-- WRITTEN REQUEST --
Update the listing lines from the one containing "Where can the white van be seen here?" through the one containing "x=347, y=389", both included, so that "white van" becomes "gray van" and nothing else changes.

-- EXERCISE INPUT --
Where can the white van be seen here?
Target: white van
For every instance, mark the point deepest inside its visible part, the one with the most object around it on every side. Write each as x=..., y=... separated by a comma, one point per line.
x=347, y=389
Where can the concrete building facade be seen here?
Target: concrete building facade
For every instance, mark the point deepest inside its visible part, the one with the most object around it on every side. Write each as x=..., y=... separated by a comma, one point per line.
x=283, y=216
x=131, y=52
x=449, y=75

--

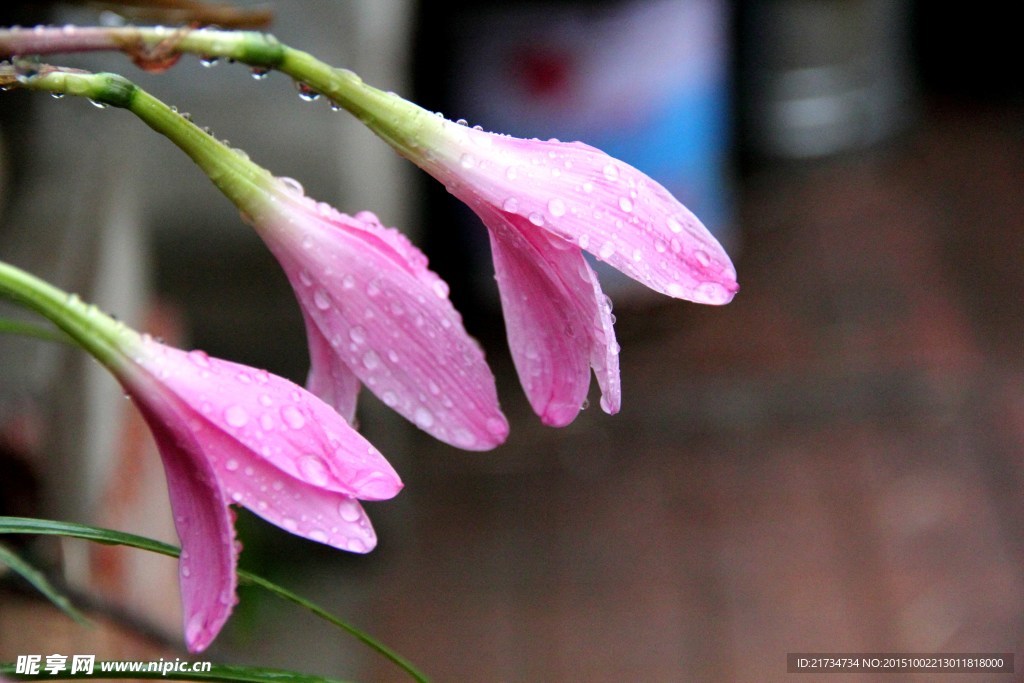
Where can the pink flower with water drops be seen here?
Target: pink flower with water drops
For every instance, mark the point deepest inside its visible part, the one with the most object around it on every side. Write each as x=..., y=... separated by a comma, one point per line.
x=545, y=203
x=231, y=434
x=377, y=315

-- EXERCISE SOLUTION --
Where can the gray van be seen here?
Target: gray van
For every instance, mark the point deepest inside its visible part, the one with the most object around it on every side. Write each as x=..., y=... separated by a comma, one point per line.
x=347, y=389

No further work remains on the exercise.